═════ EXERCISE INPUT ═════

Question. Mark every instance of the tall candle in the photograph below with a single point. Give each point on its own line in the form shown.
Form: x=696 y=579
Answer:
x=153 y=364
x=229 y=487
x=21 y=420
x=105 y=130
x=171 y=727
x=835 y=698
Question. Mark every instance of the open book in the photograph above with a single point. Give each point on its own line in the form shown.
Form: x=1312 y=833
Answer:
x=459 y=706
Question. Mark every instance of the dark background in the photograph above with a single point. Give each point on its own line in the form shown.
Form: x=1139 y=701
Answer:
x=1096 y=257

═════

This exercise calls for the lines from the one holding "Question. Mark every instance of the open" through the end of the entries, transcribed exactly and with nothing more.

*EXPECTED OUTPUT*.
Question. Mark every instance of the open book in the photograph above with a single point. Give each point on its own line in the form shown.
Form: x=1312 y=833
Answer:
x=459 y=706
Question. Mark every instance of the dark background in the photograph above with a single point. Give each point on its own line in the form shown.
Form: x=1139 y=701
Answer:
x=1096 y=257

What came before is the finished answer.